(Beginning of Entries supplied)
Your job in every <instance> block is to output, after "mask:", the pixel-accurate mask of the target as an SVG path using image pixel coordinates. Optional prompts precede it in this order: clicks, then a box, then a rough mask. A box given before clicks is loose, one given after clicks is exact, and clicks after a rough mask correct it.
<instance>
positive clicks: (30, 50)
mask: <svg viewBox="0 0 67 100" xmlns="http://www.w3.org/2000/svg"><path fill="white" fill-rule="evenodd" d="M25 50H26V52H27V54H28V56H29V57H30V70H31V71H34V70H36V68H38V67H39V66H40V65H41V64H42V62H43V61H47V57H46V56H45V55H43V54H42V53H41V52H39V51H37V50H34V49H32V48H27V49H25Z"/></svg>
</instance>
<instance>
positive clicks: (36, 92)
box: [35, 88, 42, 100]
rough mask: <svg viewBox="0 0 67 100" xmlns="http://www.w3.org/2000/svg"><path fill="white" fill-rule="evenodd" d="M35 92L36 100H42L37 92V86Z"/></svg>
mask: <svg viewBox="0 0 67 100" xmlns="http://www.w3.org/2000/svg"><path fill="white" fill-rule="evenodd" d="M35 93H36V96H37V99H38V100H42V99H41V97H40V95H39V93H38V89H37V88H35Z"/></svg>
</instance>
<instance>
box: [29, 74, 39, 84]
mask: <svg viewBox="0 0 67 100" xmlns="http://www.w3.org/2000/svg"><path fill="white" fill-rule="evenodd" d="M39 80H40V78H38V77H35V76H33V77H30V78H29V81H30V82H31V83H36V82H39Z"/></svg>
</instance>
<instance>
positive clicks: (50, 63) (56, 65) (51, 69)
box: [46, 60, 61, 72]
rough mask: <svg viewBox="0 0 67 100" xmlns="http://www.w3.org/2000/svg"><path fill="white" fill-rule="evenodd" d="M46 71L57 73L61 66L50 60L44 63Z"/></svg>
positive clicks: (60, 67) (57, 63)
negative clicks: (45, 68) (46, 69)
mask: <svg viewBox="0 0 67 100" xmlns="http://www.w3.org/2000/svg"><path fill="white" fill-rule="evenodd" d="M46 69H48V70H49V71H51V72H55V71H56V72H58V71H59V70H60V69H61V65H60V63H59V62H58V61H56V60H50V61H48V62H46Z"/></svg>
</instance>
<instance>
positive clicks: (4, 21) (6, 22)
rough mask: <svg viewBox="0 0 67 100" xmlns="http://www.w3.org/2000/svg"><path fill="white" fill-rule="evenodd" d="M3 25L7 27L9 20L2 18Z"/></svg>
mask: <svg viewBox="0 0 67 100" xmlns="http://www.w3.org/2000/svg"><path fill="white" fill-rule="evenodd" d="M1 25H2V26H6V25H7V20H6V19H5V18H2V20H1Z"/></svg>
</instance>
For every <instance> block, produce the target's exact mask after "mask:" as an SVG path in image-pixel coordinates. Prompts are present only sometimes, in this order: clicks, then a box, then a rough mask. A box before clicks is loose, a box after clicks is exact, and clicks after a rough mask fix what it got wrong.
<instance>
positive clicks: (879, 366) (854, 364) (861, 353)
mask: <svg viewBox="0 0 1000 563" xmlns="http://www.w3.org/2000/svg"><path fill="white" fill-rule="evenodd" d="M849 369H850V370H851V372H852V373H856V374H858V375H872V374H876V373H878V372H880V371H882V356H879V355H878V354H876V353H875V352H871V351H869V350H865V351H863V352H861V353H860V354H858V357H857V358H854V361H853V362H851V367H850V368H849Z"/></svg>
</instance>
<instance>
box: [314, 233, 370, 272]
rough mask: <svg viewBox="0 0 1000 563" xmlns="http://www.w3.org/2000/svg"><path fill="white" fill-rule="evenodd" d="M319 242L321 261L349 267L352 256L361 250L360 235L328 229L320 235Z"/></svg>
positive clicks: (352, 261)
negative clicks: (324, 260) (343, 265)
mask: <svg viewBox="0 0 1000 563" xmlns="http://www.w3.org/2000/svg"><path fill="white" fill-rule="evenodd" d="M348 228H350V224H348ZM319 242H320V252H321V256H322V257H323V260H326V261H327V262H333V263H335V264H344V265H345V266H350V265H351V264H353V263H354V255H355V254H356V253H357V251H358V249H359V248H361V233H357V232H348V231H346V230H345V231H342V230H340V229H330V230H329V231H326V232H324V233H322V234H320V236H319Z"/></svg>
(End of Entries supplied)
[Work to complete]: Copy all of the records above, replacing each occurrence of "positive clicks" with "foreground clicks" and leaving everything else unchanged.

[Answer box]:
Your job in every <instance> block is to output, after "mask:", the pixel-accurate mask of the target as an SVG path using image pixel coordinates. Optional prompts precede it in this order: clicks, then a box, then a rough mask. A box given before clicks is loose, one given after clicks is exact, and clicks after a rough mask correct it.
<instance>
foreground clicks: (30, 50)
mask: <svg viewBox="0 0 67 100" xmlns="http://www.w3.org/2000/svg"><path fill="white" fill-rule="evenodd" d="M25 50H26V52H27V54H28V56H29V57H30V70H31V71H34V70H36V68H38V67H39V66H40V65H41V64H42V62H43V61H47V57H46V56H45V55H43V54H42V53H41V52H39V51H37V50H34V49H32V48H27V49H25Z"/></svg>
</instance>
<instance>
foreground clicks: (36, 92)
box: [35, 88, 42, 100]
rough mask: <svg viewBox="0 0 67 100" xmlns="http://www.w3.org/2000/svg"><path fill="white" fill-rule="evenodd" d="M35 92L36 100H42L37 92V86Z"/></svg>
mask: <svg viewBox="0 0 67 100" xmlns="http://www.w3.org/2000/svg"><path fill="white" fill-rule="evenodd" d="M35 93H36V96H37V99H38V100H42V99H41V97H40V95H39V93H38V89H37V88H35Z"/></svg>
</instance>
<instance>
box: [29, 74, 39, 84]
mask: <svg viewBox="0 0 67 100" xmlns="http://www.w3.org/2000/svg"><path fill="white" fill-rule="evenodd" d="M39 80H40V78H38V77H35V76H33V77H30V78H29V81H30V82H31V83H36V82H39Z"/></svg>
</instance>
<instance>
foreground clicks: (50, 63) (56, 65) (51, 69)
box: [46, 60, 61, 72]
rough mask: <svg viewBox="0 0 67 100" xmlns="http://www.w3.org/2000/svg"><path fill="white" fill-rule="evenodd" d="M46 71L57 73L61 66L50 60L44 63Z"/></svg>
foreground clicks: (60, 67) (57, 63)
negative clicks: (45, 68) (46, 69)
mask: <svg viewBox="0 0 67 100" xmlns="http://www.w3.org/2000/svg"><path fill="white" fill-rule="evenodd" d="M46 69H48V70H49V71H51V72H55V71H56V72H58V71H59V70H60V69H61V65H60V63H59V62H58V61H56V60H50V61H48V62H46Z"/></svg>
</instance>
<instance>
foreground clicks: (4, 21) (6, 22)
rough mask: <svg viewBox="0 0 67 100" xmlns="http://www.w3.org/2000/svg"><path fill="white" fill-rule="evenodd" d="M3 25L7 27L9 20L2 18Z"/></svg>
mask: <svg viewBox="0 0 67 100" xmlns="http://www.w3.org/2000/svg"><path fill="white" fill-rule="evenodd" d="M1 25H2V26H6V25H7V20H6V19H5V18H2V20H1Z"/></svg>
</instance>
For every <instance> block, produce the target's exact mask after "mask:" as an SVG path in image-pixel coordinates. Prompts are present only sometimes, in this order: clicks, then a box, then a rough mask. A box before clicks is loose, a box after clicks is exact, and clicks after a rough mask fix what it got wrong.
<instance>
foreground clicks: (879, 366) (854, 364) (861, 353)
mask: <svg viewBox="0 0 1000 563" xmlns="http://www.w3.org/2000/svg"><path fill="white" fill-rule="evenodd" d="M849 369H850V370H851V372H852V373H856V374H858V375H872V374H876V373H878V372H880V371H882V356H879V355H878V354H876V353H875V352H871V351H869V350H865V351H863V352H861V353H860V354H858V357H857V358H854V361H853V362H851V367H850V368H849Z"/></svg>
</instance>
<instance>
box: [314, 233, 370, 272]
rough mask: <svg viewBox="0 0 1000 563" xmlns="http://www.w3.org/2000/svg"><path fill="white" fill-rule="evenodd" d="M319 242L321 261L349 267L352 256L361 250L360 235L328 229L320 235Z"/></svg>
foreground clicks: (352, 261)
negative clicks: (324, 260) (343, 265)
mask: <svg viewBox="0 0 1000 563" xmlns="http://www.w3.org/2000/svg"><path fill="white" fill-rule="evenodd" d="M348 228H350V224H348ZM319 242H320V252H321V256H322V257H323V260H326V261H327V262H333V263H335V264H344V265H345V266H350V265H351V264H353V263H354V255H355V254H356V253H357V251H358V249H359V248H361V233H357V232H348V231H346V230H345V231H342V230H340V229H330V230H329V231H326V232H324V233H322V234H320V236H319Z"/></svg>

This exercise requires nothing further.